Given instruction: Repeat word for word the line with "TARGET = green vegetation" and every line after it until the records below run out.

Dataset records:
+--

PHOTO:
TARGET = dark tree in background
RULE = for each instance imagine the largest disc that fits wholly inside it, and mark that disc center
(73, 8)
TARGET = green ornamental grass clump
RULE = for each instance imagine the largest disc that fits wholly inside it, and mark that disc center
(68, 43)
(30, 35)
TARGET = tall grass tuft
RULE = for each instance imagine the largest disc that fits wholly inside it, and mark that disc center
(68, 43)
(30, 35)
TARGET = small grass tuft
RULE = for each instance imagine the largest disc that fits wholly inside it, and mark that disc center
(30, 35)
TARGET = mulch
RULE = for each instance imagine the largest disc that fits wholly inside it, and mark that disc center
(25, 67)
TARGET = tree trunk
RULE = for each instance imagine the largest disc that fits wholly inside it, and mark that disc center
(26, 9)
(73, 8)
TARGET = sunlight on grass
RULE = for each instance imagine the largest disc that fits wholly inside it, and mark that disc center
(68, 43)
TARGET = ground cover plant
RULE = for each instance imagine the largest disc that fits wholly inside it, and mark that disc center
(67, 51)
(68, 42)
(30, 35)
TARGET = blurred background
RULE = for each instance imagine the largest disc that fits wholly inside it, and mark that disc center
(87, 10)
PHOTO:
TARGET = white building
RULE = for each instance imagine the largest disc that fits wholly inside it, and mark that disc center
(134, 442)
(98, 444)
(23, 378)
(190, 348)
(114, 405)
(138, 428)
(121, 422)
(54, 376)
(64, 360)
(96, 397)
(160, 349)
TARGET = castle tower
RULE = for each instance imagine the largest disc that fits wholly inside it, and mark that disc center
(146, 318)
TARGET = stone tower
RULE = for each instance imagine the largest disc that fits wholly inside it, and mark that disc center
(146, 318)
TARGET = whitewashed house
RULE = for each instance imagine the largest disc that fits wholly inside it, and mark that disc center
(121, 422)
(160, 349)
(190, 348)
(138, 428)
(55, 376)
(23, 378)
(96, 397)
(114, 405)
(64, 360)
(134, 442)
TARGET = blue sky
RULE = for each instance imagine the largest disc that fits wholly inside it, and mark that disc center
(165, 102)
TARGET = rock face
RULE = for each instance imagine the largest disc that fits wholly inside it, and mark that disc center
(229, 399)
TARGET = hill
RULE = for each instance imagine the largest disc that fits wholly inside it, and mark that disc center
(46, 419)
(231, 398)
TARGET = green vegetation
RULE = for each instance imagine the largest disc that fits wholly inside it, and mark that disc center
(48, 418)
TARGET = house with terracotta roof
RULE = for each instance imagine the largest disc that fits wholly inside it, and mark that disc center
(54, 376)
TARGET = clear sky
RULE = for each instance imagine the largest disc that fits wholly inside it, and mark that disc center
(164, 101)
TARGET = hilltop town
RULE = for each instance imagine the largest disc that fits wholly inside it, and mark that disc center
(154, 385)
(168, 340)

+--

Exercise result:
TARGET = green vegetation
RULE = for each instance imagine the largest disc that fits wholly inside it, and mark that disc center
(48, 418)
TARGET = house with terracotta roof
RULE = for each instance imagine the largest disc that fits wholly inside it, and mark that disc center
(54, 376)
TARGET = clear sky
RULE = for each instance imagine the largest disc that fits wholly inside it, and mark that disc center
(164, 101)
TARGET = hilltop town
RULE = for each instance imagine the largest disc that fits wholly inside it, and mark that disc center
(154, 385)
(168, 340)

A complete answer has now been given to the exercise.